The records below must be written out exactly, with every picture left behind.

--- Material shown ---

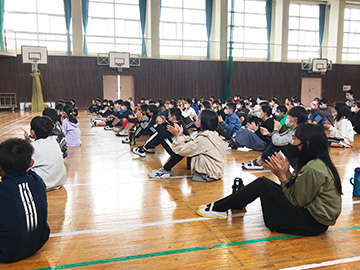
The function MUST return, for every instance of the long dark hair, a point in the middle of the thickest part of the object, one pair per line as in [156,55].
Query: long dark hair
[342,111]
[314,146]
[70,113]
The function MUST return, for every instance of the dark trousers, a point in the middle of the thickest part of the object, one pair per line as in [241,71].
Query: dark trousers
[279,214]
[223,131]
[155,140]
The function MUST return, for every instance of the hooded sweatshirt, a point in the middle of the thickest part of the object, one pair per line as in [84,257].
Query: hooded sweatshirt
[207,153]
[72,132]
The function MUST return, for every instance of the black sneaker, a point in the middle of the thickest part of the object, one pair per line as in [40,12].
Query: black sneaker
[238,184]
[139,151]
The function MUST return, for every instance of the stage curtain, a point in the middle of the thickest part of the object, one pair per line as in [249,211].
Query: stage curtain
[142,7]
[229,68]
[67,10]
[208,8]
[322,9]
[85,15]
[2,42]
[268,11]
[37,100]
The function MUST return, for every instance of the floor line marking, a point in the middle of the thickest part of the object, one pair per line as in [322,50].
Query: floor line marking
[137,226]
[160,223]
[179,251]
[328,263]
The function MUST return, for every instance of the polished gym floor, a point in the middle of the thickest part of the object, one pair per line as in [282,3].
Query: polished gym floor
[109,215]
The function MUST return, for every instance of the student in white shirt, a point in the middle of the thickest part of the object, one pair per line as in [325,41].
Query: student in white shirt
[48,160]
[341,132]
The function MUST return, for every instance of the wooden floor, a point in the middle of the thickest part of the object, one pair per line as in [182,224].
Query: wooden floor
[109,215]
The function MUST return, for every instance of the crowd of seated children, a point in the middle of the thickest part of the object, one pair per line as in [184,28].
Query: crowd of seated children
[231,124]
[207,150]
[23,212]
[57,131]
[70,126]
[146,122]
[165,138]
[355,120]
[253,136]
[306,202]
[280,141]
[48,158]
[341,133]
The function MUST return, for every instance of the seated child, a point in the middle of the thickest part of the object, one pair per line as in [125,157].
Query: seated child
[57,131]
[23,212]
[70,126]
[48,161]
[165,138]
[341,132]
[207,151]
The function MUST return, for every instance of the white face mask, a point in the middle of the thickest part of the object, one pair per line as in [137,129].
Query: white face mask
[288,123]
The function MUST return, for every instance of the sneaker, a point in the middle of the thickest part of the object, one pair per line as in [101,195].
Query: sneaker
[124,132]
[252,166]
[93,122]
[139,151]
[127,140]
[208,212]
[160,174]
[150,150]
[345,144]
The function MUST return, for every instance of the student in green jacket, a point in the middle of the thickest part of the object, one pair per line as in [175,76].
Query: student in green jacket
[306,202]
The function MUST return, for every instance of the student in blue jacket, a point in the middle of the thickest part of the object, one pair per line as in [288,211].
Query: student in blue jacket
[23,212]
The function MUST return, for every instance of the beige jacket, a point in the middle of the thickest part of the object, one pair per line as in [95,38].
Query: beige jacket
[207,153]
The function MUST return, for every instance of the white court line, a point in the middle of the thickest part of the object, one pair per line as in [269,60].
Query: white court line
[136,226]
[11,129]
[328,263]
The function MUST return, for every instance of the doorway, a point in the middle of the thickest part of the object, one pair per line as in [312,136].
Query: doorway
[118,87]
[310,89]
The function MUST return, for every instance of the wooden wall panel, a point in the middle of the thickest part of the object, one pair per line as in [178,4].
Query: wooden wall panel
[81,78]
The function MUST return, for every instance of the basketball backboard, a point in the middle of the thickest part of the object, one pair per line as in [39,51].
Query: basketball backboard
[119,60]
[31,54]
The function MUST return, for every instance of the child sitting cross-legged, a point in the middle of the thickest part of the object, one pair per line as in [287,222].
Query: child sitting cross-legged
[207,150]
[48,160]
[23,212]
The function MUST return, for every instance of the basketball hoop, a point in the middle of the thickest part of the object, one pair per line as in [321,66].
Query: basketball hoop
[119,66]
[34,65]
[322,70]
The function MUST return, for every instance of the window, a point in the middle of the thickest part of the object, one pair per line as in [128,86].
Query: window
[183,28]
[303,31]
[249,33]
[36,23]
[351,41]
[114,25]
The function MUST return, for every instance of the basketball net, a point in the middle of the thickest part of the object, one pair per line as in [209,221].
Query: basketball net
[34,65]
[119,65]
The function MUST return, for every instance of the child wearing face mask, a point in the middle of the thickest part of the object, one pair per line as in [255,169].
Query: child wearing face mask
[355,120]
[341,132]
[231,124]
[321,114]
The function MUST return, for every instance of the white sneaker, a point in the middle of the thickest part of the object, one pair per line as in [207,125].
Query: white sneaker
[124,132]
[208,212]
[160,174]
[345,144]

---

# [Full output]
The function MUST return, for every instance of the long dark hair, a point in the middle of the thickest part of the object, one pair per line as in [156,55].
Query: long dark hair
[342,111]
[314,146]
[70,113]
The function MUST return, for every instance of the dark trousers, a point in the middle of the thickest part of the object, one pair per line as in [241,71].
Query: dark trousers
[279,214]
[223,131]
[155,140]
The function MUST return, for every instance of the hooded sweatshirt, a point in the middle of the thickest part of the object, one pair per line as in [84,257].
Query: hooded sweatshirt
[207,153]
[72,132]
The function MUST return, for every instance of the black sneaker, a point in the middle of the thickest part of the object, one pair per line as in [40,12].
Query: black sneaker
[238,184]
[139,151]
The function MUST return, for every instance of the stage curtain, a point in the middle of the thickest part of the object, one pair per line as in [249,211].
Query: stage curtain
[142,7]
[229,68]
[67,10]
[208,8]
[322,9]
[85,15]
[2,42]
[268,11]
[37,100]
The function MUST return, for every instance of the floor line marking, a point in the middle of the thickest part of the object, one pair per line as in [322,50].
Query: floor line marking
[137,226]
[160,223]
[179,251]
[328,263]
The function MUST return, for every instance of the polished gym floor, a point in the middle of the thickest part of the object, one pair per line as in [282,3].
Query: polished gym floor
[109,215]
The function MUST return, for every instance of the student in white shirt, a point in the middle of the thickest part of the object, one pair per line as in [325,41].
Query: student in white shirt
[48,160]
[341,132]
The function MUST return, for every instance of the wooden floor, a point in the middle of the thickest part of the object, one pair per line as in [182,224].
Query: wooden floor
[109,215]
The function MUST return, for every instance of the crowd of seated children, a point in the middle of the thickest part of the object, one pair per line as in [184,28].
Query: crowd of seated children
[231,124]
[207,150]
[23,212]
[57,131]
[70,126]
[146,122]
[165,138]
[355,120]
[253,136]
[306,202]
[280,141]
[48,158]
[341,133]
The function MUST return, for every instance of the seated child, a point in the middle of the thickest part of the object, one pair per line as in [125,157].
Query: seated child
[57,131]
[23,212]
[70,126]
[48,161]
[165,138]
[341,132]
[207,151]
The function MUST return, for every instance of the white face mask, a point in the middle of the thickest part of the object, one pair per line as in [137,129].
Query: white face mask
[288,123]
The function MUST return, for every instance of the sneaker, a point in the middle of the thickest part of the object, one pair per line as in [101,195].
Query: sneaker
[124,132]
[252,166]
[93,122]
[139,151]
[127,140]
[208,212]
[160,174]
[150,150]
[345,144]
The function MUST return, for every instance of the student in green jacket, a point in the middle of the thickest part of the object, one pair per line as in [175,76].
Query: student in green jacket
[306,202]
The function MUST return, for every instance of the student in blue jacket, a point in the middle of the thickest part of the object, one pair per line as in [288,211].
Query: student in blue jacket
[23,212]
The function MUST return, for every instance of the beige jacket, a point in the middle of the thickest part of the object, one pair per line as in [95,38].
Query: beige jacket
[207,153]
The function MUST return, for every instance of the white court line, a point in the middle of the thickest part of the object, one pair per line as in [269,60].
Query: white court line
[136,226]
[11,129]
[328,263]
The function MUST return, for every instance of the doorway, a point in the middle of the thickest part of the object, one pair per line as in [312,136].
Query: doorway
[118,87]
[310,89]
The function MUST return, for every instance of the wooden wall panel, a point in the middle of the thickest part of the object, one pair per line as in [178,4].
Query: wooden wall panel
[81,78]
The function MUST return, for every instance of the basketball backboard, a point in the middle of the thickest part of the object, one pair per line as in [39,51].
Query: basketball backboard
[119,60]
[31,54]
The function MUST return, for every instance of the child sitting cross-legged, a point in the middle of the thickest part of the object, one pair per line as in [287,222].
Query: child sitting cross-legged
[207,150]
[48,160]
[23,212]
The function MUST return, for every instance of the basketball hoop, a point in the middle of the thickest part of the object, one pair per line as in [321,66].
Query: basketball hoop
[119,66]
[34,65]
[322,70]
The function MUST return, for every instance of the window, a point in the middle of the thickest part of the object, one pair per line as in [128,86].
Query: window
[183,28]
[303,31]
[249,33]
[36,23]
[351,41]
[114,25]
The function MUST return, for every instance of the basketball net, a point in the middle of the thickest part of the object, one pair per line as in [209,221].
Query: basketball net
[34,65]
[119,65]
The function MUST return, for every instance of the child wearing face mask, a point in the middle of the thickest part of the object, one pair per line as in [255,169].
Query: child wearing face mask
[355,120]
[341,132]
[231,124]
[321,114]
The function MUST return, for every instance of the white sneaker, a point in the middle of the thickest part of the object, one pair per line as in [207,125].
Query: white sneaker
[124,132]
[208,212]
[160,174]
[345,144]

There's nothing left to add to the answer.